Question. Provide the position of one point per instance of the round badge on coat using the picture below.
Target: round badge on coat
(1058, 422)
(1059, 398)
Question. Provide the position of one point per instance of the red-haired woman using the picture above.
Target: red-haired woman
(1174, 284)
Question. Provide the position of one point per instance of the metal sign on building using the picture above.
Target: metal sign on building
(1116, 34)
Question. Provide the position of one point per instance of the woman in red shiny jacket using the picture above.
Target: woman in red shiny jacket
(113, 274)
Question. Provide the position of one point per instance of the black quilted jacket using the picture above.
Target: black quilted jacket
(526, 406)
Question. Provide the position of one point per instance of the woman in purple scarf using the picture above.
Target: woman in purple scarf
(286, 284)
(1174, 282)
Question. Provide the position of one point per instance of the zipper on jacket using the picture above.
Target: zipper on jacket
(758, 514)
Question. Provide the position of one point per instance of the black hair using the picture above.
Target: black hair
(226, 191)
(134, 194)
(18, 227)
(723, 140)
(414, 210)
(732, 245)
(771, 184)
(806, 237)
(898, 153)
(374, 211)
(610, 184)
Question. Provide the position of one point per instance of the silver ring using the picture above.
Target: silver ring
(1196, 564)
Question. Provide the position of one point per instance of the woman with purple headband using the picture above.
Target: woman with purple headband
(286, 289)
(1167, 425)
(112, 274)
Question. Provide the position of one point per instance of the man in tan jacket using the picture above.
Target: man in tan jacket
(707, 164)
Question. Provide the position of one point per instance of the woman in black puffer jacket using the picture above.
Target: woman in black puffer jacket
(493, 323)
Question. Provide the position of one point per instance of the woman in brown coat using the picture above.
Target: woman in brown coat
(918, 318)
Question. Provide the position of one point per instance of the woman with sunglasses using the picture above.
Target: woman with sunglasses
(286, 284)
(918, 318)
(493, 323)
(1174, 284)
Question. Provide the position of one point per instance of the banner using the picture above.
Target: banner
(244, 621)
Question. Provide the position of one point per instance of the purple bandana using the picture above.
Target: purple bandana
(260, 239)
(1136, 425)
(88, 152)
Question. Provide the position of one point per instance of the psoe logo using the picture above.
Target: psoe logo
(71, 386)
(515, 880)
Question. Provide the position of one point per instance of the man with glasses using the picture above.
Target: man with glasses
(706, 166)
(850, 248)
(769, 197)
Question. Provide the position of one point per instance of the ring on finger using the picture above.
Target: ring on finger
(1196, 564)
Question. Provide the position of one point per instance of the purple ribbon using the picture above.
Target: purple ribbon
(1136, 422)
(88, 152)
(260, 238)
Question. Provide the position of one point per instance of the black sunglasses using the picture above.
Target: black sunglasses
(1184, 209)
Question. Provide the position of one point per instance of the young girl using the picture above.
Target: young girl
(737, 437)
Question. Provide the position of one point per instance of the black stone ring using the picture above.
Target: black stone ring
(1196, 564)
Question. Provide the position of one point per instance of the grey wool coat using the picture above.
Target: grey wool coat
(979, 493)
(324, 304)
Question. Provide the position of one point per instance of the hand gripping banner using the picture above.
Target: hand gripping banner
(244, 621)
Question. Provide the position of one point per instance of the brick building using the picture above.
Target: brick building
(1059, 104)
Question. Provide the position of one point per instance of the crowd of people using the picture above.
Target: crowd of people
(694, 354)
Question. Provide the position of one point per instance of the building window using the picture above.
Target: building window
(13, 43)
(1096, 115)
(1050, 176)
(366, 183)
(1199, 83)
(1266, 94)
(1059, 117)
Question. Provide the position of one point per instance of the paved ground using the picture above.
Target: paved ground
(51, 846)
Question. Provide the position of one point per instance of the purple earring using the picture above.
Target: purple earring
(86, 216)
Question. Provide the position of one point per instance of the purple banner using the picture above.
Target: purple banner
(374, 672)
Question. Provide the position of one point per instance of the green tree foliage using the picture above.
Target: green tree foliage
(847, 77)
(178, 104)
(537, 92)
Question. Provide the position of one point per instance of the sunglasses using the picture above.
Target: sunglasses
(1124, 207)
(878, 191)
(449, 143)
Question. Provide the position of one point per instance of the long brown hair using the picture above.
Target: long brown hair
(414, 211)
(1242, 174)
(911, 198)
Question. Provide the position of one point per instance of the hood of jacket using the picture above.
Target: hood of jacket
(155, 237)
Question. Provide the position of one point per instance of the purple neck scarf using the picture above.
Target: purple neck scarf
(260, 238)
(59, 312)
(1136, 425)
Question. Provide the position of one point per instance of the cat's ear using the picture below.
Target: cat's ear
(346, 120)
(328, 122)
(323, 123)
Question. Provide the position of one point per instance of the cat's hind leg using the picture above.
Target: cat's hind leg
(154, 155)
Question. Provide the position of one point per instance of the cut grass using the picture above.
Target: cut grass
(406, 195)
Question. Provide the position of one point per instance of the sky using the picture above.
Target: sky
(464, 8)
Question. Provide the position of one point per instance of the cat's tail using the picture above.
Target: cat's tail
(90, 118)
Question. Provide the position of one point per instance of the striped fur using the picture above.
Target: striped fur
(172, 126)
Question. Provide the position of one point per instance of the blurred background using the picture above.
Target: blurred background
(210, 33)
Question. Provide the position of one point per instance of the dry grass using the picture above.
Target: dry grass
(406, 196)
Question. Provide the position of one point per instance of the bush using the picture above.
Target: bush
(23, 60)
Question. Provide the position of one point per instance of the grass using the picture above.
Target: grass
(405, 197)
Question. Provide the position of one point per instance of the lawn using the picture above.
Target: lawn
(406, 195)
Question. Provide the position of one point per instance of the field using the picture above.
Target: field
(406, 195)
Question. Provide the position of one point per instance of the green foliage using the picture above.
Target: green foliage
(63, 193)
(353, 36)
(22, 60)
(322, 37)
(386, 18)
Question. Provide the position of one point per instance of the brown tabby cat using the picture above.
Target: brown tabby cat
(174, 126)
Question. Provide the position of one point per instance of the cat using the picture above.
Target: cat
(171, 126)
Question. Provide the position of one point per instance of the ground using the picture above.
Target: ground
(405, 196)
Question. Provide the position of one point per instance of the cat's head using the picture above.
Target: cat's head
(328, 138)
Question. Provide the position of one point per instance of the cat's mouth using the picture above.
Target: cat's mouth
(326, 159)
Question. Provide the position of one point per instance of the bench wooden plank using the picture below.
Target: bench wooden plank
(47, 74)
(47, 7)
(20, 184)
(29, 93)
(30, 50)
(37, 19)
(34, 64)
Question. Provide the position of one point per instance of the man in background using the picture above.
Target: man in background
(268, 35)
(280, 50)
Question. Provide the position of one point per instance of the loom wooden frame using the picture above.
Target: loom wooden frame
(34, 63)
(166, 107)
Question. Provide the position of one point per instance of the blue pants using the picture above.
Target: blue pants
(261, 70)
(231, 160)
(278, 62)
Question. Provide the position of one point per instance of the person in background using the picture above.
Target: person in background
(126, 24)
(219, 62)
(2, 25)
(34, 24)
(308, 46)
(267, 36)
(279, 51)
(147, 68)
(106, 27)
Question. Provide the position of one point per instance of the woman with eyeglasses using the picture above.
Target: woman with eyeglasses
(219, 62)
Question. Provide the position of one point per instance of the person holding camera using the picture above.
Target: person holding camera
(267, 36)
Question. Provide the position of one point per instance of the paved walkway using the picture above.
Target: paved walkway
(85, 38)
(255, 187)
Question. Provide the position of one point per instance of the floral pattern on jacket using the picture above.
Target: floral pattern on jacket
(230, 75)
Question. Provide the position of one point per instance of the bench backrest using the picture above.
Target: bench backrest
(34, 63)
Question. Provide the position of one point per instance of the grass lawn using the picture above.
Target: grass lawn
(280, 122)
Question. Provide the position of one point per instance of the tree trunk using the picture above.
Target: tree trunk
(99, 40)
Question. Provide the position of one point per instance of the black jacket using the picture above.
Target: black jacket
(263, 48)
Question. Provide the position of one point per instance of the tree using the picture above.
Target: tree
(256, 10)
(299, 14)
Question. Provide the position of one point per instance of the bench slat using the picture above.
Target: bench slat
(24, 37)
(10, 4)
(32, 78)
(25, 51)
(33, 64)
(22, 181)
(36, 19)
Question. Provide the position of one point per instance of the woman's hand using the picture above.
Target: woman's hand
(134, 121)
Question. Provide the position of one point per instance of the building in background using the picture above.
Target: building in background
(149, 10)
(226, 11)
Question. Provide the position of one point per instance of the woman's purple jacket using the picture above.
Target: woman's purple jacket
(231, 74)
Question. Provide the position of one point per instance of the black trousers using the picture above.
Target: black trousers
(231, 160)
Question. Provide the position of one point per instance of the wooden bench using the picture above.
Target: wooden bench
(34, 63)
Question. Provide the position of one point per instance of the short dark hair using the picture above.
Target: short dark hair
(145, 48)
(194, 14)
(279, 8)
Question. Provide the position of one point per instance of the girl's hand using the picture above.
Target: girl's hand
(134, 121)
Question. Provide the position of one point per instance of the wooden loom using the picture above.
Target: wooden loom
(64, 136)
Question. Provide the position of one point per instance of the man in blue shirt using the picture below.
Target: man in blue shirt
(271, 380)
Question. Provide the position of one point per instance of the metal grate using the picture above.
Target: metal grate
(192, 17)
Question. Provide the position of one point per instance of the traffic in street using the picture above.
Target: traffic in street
==================================================
Exercise aim: In the entries above, find the line holding "window using the picture above." and the line holding "purple banner using the picture above."; print both of them and every line between, exactly, and nothing else.

Answer to this problem:
Question. Provide the position of one point per instance of the building window using the picture above.
Target: building window
(13, 43)
(1096, 115)
(1050, 176)
(366, 183)
(1199, 83)
(1266, 94)
(1059, 117)
Question. Provide the position of one point per instance of the paved ground using the picture above.
Target: paved ground
(51, 846)
Question. Provide the position of one point per instance of the purple earring using the picture above.
Target: purple earring
(86, 216)
Question. Provide the position of one point per instance of the purple banner using the picture above.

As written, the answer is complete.